§ TEXT:
• • • • • • •
Node is erroring and restarting

Hello all, I just noticed my node didn’t display any stats on the dashboard so I checked the logs and everything was going fine several uploads and downloads going on and no errors, with an uptime since the last update (600-something hours)

So I restarted the node and now it keeps restarting every minute or so, after these error messages appear.

2020-06-28T18:03:31.129Z	ERROR	piecestore:cache	error getting current space used calculation: 		{"error": "lstat config/storage/blobs/ukfu6tapb5d2r2tsmjbhbboxilvt7jrwlqk7y2tapb5d2r2tsmjtapb5d2r2tsmj2sjxvqaaaaaa/3a/jeq5drdxuc7yzsvaccvvc3qsldz7ccyp2alheykjt7chv3iraq.sj1: input/output error"}
2020-06-28T18:03:31.130Z	ERROR	nodestats:cache		Get disk space usage query failed			        {"error": "context canceled"},
2020-06-28T18:03:31.130Z	ERROR	nodestats:cache		Get held amount query failed				        {"error": "context canceled"},
Error: lstat config/storage/blobs/ukfu6tapb5d2r2tsmjbhbboxilvt7jrwlqk7y2tapb5d2r2tsmjtapb5d2r2tsmj2sjxvqaaaaaa/3a/jeq5drdxuc7yzsvaccvvc3qsldz7ccyp2alheykjt7chv3iraq.sj1: input/output error

Does anyone know what these errors means and how to resolve them?

thanks :slight_smile:

Hello @Jeeaaasus,
Welcome to the forum!

The reason is

input/output error

Please, stop and remove your storagenode container and check your disk for errors
You can start from making sure that it’s still connected

df --si

Hello @Alexey :slight_smile:

Yeah the disk is mounted and seems fine, I can write files to it. It’s only 55% full, also in the minute before the node restarts, it does get some uploads and downloads which all finish with no errors.
• • • • • • •
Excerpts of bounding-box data
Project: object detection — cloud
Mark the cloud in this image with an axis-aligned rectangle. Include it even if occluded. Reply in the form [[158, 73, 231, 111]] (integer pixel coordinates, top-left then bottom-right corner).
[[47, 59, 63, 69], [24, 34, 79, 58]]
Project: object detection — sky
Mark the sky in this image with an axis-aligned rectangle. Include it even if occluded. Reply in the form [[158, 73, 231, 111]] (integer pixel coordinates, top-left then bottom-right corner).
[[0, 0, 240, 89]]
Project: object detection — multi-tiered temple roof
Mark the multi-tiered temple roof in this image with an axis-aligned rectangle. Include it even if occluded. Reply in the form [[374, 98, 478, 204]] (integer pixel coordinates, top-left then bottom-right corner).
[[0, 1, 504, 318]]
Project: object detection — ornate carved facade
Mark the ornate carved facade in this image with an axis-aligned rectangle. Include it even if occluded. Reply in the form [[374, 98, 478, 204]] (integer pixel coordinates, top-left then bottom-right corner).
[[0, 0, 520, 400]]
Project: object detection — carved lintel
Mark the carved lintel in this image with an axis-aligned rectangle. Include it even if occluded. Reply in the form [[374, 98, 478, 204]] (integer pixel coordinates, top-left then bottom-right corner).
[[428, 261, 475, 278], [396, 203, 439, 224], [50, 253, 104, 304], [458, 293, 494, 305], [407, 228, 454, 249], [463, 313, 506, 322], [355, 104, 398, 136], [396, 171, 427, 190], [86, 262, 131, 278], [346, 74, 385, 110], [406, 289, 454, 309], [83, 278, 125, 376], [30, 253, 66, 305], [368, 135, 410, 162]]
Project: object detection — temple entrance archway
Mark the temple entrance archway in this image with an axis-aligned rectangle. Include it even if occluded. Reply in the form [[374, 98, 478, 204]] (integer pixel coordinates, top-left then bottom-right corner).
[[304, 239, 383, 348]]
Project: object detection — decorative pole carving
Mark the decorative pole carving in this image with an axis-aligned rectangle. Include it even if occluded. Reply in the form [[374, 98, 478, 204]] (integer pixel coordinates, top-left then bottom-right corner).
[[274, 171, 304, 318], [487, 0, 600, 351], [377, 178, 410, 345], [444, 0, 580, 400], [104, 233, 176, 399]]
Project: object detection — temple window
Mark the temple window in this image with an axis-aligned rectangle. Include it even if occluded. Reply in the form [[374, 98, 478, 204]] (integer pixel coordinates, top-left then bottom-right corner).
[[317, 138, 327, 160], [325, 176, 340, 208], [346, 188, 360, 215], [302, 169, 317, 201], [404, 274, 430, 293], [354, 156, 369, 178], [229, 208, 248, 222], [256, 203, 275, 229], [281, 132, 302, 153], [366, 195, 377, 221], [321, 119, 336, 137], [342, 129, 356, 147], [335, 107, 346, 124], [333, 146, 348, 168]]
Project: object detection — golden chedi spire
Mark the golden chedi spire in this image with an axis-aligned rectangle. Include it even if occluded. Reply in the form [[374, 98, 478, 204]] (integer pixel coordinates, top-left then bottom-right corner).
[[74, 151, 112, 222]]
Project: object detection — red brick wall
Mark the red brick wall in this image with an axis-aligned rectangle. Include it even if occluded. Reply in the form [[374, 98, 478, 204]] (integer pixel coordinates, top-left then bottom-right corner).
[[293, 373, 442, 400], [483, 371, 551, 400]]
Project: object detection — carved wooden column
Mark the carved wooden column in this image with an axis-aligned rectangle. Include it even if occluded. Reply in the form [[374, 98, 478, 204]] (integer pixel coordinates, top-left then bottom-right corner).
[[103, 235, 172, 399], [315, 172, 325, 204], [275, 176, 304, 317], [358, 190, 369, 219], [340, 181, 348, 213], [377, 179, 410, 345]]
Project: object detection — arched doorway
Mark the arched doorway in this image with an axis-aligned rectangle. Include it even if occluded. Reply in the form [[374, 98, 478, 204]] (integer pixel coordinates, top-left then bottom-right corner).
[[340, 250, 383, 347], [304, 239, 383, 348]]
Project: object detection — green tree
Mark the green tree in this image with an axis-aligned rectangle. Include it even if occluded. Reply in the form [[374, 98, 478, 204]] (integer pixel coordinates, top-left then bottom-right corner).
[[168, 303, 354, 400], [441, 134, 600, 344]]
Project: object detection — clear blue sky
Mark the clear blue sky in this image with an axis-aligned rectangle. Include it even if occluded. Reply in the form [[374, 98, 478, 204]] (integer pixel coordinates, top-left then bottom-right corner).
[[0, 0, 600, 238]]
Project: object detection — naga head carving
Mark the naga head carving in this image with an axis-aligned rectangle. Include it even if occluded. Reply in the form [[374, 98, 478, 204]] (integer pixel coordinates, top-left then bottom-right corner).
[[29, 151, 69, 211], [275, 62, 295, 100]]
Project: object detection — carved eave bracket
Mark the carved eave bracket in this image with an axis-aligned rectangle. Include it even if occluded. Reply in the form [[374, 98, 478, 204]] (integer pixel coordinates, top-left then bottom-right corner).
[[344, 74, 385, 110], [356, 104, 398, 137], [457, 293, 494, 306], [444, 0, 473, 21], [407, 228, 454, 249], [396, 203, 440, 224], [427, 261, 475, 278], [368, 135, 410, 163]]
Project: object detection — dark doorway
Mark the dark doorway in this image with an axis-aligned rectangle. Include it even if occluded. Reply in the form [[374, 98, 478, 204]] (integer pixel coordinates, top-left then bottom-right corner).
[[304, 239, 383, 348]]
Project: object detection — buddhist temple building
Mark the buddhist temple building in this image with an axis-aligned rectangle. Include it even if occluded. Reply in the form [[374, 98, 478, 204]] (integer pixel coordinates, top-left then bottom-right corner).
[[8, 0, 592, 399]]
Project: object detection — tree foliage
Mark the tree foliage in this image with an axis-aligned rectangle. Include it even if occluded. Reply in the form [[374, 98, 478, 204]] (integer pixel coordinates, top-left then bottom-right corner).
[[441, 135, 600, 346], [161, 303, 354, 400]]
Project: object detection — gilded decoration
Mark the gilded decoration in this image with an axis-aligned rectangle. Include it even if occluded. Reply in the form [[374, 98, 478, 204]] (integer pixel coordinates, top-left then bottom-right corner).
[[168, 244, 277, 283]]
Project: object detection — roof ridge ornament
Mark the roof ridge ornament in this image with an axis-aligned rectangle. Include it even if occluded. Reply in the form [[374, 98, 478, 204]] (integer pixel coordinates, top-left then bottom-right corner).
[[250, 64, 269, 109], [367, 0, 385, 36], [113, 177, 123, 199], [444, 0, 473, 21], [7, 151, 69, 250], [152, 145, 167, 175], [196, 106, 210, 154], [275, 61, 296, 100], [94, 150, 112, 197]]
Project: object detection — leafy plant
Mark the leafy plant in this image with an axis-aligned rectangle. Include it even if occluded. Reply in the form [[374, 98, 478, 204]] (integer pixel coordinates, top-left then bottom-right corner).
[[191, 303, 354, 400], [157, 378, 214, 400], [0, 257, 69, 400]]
• • • • • • •
§ SET TASKS:
[1] Answer these questions from the forum thread about the restarting node:
(a) How often does the node restart after the error messages appear?
(b) Which command is given for checking that the disk is still connected?
(c) How full is the disk, according to the last post?
[2] Translate this sentence from the forum thread into Spanish: "So I restarted the node and now it keeps restarting every minute or so, after these error messages appear."

§ RESPONSES PER TASK:
[1]
(a) Every minute or so.
(b) df --si
(c) It is 55% full.

[2] Así que reinicié el nodo y ahora sigue reiniciándose cada minuto más o menos, después de que aparecen estos mensajes de error.